Region labeling entries:
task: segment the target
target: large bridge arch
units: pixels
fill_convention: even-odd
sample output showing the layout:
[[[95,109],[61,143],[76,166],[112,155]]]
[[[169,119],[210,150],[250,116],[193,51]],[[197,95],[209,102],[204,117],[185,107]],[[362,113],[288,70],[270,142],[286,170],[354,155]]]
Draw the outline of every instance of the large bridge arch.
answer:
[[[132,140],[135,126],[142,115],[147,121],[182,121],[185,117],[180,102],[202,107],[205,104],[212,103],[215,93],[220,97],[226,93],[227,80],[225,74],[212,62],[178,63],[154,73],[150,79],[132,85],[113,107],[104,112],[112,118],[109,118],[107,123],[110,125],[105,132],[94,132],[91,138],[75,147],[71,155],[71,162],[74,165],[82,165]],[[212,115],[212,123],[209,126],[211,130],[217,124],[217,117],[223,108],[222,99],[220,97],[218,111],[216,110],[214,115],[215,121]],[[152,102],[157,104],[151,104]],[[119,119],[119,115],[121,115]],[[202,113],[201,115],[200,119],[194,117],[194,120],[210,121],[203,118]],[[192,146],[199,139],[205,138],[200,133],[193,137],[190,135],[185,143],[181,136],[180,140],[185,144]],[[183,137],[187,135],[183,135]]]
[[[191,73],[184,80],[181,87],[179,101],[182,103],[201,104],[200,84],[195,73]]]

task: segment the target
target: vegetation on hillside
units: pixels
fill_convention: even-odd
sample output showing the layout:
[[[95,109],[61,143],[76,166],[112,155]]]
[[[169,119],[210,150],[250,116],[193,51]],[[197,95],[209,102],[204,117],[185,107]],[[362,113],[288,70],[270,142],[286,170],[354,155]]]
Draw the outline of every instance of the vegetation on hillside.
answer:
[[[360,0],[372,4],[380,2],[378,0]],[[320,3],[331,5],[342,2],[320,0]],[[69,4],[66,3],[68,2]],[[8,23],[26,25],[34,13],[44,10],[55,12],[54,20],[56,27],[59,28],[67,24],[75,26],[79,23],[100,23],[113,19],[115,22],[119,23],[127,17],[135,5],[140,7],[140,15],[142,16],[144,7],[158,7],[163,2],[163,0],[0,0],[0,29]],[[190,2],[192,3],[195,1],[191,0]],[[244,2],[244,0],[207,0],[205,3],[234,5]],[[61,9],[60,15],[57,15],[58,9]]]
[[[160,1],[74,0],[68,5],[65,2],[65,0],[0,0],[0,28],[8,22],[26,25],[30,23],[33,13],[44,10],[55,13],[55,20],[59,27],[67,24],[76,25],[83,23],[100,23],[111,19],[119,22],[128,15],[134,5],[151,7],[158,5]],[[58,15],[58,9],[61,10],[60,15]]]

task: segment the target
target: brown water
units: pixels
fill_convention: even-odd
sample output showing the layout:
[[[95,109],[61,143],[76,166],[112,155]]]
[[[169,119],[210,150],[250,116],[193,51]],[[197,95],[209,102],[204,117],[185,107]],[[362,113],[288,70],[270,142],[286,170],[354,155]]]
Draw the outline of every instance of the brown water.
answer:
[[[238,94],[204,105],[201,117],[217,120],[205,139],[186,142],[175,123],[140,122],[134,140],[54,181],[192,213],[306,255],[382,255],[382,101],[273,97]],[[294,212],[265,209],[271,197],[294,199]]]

What is being asked:
Reproduce the entries above exactly.

Result:
task: segment the target
target: large bridge arch
units: pixels
fill_convention: even-odd
sample output showing the layout:
[[[95,109],[61,143],[76,166],[112,155]]]
[[[169,119],[210,150],[250,116],[193,51]],[[197,95],[209,102],[204,117],[185,107]],[[362,113],[288,70],[270,142],[286,170],[354,155]]]
Draw the outline of every instance of the large bridge arch.
answer:
[[[132,140],[135,126],[142,115],[147,121],[182,121],[185,117],[180,102],[202,107],[205,104],[212,103],[215,93],[220,97],[226,93],[227,80],[225,74],[212,62],[178,63],[154,73],[150,79],[132,85],[113,107],[104,112],[112,118],[109,118],[107,123],[110,125],[105,132],[94,132],[91,138],[75,147],[71,155],[71,162],[74,165],[82,165]],[[212,115],[212,123],[209,126],[211,130],[217,124],[217,117],[223,108],[222,99],[220,97],[218,111],[216,110],[214,115],[215,121]],[[152,102],[157,104],[151,104]],[[119,119],[119,115],[121,115]],[[202,113],[201,115],[200,119],[194,117],[194,120],[210,121],[203,118]],[[192,146],[199,139],[205,138],[200,133],[193,137],[190,135],[185,143],[181,136],[180,140],[185,144]],[[183,137],[187,135],[183,135]]]
[[[191,73],[184,80],[181,87],[179,101],[182,103],[201,104],[200,84],[195,73]]]

task: segment the target
target: vegetation on hillside
units: pixels
fill_convention: even-odd
sample output showing the layout:
[[[95,109],[61,143],[76,166],[112,155]]]
[[[169,119],[210,150],[250,116],[193,51]],[[197,95],[209,102],[204,117],[185,107]],[[362,113],[288,70],[270,142],[286,170],[354,155]]]
Draw the outline of every instance of the vegetation on hillside.
answer:
[[[360,0],[372,4],[380,2],[378,0]],[[320,3],[331,5],[342,2],[320,0]],[[69,4],[66,3],[68,2]],[[8,23],[26,25],[34,13],[44,10],[55,12],[54,20],[56,27],[59,28],[67,24],[75,26],[79,23],[100,23],[113,19],[115,22],[119,23],[127,17],[135,5],[140,7],[140,15],[142,16],[144,7],[158,7],[163,2],[163,0],[0,0],[0,29]],[[190,2],[192,3],[195,1],[191,0]],[[244,2],[244,0],[207,0],[205,3],[234,5]],[[61,9],[60,15],[57,15],[58,9]]]
[[[160,1],[74,0],[68,5],[65,2],[65,0],[0,0],[0,28],[8,22],[26,25],[30,23],[33,13],[44,10],[55,13],[55,20],[59,27],[67,24],[76,25],[83,23],[100,23],[111,19],[119,22],[128,15],[134,5],[151,7],[158,5]],[[58,15],[58,9],[61,10],[60,15]]]

task: segment the target
target: brown water
units: pixels
fill_convention: even-odd
sample output showing the layout:
[[[95,109],[61,143],[76,166],[112,155]]]
[[[169,119],[210,150],[250,116],[193,51]],[[197,95],[209,102],[204,117],[185,107]],[[362,113],[288,70],[270,142],[286,170],[354,155]]]
Draw the outline of every instance of the brown water.
answer:
[[[238,94],[204,105],[201,117],[217,120],[205,139],[186,142],[175,123],[140,122],[134,140],[54,181],[192,213],[306,255],[382,255],[382,101],[273,97]],[[294,212],[265,209],[271,197],[294,199]]]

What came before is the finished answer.